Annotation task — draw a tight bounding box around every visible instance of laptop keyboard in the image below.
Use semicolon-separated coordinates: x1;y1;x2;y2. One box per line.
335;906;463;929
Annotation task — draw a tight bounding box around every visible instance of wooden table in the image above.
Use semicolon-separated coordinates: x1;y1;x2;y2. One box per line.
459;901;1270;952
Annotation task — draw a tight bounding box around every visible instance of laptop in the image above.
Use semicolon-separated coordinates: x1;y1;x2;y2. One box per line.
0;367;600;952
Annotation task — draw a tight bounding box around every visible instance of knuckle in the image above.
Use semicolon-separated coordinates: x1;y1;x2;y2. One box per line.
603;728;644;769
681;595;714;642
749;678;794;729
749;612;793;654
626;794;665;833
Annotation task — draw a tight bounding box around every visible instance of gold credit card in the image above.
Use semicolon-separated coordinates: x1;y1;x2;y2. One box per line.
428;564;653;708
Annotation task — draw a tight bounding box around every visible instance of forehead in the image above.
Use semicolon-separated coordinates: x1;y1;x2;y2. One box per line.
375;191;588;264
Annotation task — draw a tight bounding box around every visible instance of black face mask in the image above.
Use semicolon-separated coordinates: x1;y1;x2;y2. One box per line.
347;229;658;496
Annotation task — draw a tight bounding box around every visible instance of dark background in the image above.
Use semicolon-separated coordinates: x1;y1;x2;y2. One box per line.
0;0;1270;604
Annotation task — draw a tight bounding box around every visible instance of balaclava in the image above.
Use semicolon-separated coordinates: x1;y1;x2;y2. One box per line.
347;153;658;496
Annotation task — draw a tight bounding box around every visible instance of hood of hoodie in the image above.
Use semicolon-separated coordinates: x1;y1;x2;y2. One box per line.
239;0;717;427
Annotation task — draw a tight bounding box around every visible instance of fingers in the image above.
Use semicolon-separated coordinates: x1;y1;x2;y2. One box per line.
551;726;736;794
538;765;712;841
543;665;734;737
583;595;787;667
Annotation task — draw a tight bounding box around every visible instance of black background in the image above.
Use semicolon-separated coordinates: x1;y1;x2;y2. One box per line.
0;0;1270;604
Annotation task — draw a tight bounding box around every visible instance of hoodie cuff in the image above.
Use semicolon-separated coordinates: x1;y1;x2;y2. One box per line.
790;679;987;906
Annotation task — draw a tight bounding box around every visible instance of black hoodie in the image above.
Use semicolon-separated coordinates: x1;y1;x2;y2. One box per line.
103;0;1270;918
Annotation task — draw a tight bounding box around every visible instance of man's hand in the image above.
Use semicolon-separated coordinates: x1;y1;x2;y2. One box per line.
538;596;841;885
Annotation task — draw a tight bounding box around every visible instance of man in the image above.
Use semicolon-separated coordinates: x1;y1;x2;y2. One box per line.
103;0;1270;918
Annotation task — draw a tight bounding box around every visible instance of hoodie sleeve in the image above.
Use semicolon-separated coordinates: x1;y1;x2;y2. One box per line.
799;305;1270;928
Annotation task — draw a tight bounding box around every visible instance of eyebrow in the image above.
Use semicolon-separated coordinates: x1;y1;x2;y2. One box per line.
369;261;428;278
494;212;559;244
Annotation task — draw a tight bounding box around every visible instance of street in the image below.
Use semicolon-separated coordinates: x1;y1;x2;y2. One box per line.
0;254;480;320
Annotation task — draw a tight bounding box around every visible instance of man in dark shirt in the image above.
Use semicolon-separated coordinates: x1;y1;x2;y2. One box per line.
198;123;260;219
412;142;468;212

········

Extract the whole listing, character for character.

* **SOLUTION**
Annotation task — draw a tight bounding box around every visible instance of laptop keyboard in the image below.
Use semicolon-separated coordinates: x1;y1;x2;y2. One box per line.
335;906;463;929
Annotation task — draw a tight bounding box around every visible instance of wooden table in the image above.
Use semicolon-separated coordinates: x1;y1;x2;y2. One box per line.
459;901;1270;952
Annotation task — draw a tight bounding box around every visible instance of laptop in the image above.
Use semicolon-separated coordinates: x1;y1;x2;y2. One box per line.
0;367;600;952
Annotation task — draw a tight bounding box around every visible instance of knuckle in the image above.
Use semicolon-separated coordinates: x1;y1;x2;y2. One box per line.
603;728;644;769
681;595;714;642
749;678;794;729
749;612;793;654
626;794;665;833
Annotation task — draw a tight bounding box around every visible instance of gold credit card in the image above.
Use semicolon-separated coordinates: x1;y1;x2;y2. One box per line.
428;564;653;708
Annotation task — draw a tight bounding box around every visible instance of forehead in the image above.
Use semicolon-separated coordinates: x1;y1;x2;y2. One box per line.
375;191;588;264
Annotation task — draw a tight bounding box around every visible instance of black face mask in the image above.
Use semicolon-separated coordinates: x1;y1;x2;y2. One box per line.
347;229;658;496
Annotation task — draw a tight bounding box around every visible instance of dark background in the image above.
Use semicolon-separated coordinates: x1;y1;x2;y2. One box per line.
0;0;1270;604
Annotation task — draw a tight bounding box around every visible instance of balaclava in the image above.
Use semicolon-separated coordinates: x1;y1;x2;y2. One box per line.
347;153;658;496
Annotation task — draw a tight bounding box around every visible instance of hood of hoodie in the image above.
Use semicolon-separated coordinates: x1;y1;x2;y2. One box per line.
239;0;717;427
Annotation task — draw a tight bounding box around every visible instance of fingers in the image above.
Use semicolon-separated coordinates: x1;y1;x2;y2. One box per line.
551;726;736;794
538;765;712;841
543;665;734;737
583;595;787;667
Annotation task — draw a tight bounding box around every visible instance of black background in the image above.
Use semicolon-separated coordinates: x1;y1;x2;y2. One box per line.
0;0;1270;604
Annotation task — draw a tight bounding box around every visible instance of hoodie cuff in the image above.
Use semicolon-separated coordinates: x1;y1;x2;y2. One box per line.
790;679;987;906
Annotation task — draw a tight bounding box around every visible instance of black hoodie in the image above.
Use semicolon-separated coordinates: x1;y1;x2;y2. One box per line.
103;0;1270;918
Annotation task — draw a tight bounding box around every visible instance of man's hand in the image above.
Use semicolon-separated coordinates: x1;y1;x2;y2. One box per line.
538;596;841;885
Annotation task — draw a tight bounding box around every visible instance of man in the image above.
Use semicolon-separated coordinates: x1;y1;x2;y2. One box per line.
103;0;1270;918
Annotation task — draw a tight bounding box around every visible instance of hoodie sleeve in the image above.
Use semicolon-separated coordinates: x1;y1;x2;y2. One box per line.
799;305;1270;928
Annotation task — draw a tight bounding box around every visible instance of eyebrow in the image above.
Use semicolon-separated coordinates: x1;y1;x2;y2. One box per line.
369;261;428;278
494;212;559;244
Annotation task — draw a tight bounding box around every visible instance of street in the image below.
Use semicolon-separated coordinates: x1;y1;x2;y2. One box per line.
0;254;480;320
Annotation task — draw a tight bounding box around every visible instance of man in dark shirt in the image above.
Use semicolon-separated coordinates: x1;y1;x2;y2. One box per line.
198;123;260;219
412;142;468;212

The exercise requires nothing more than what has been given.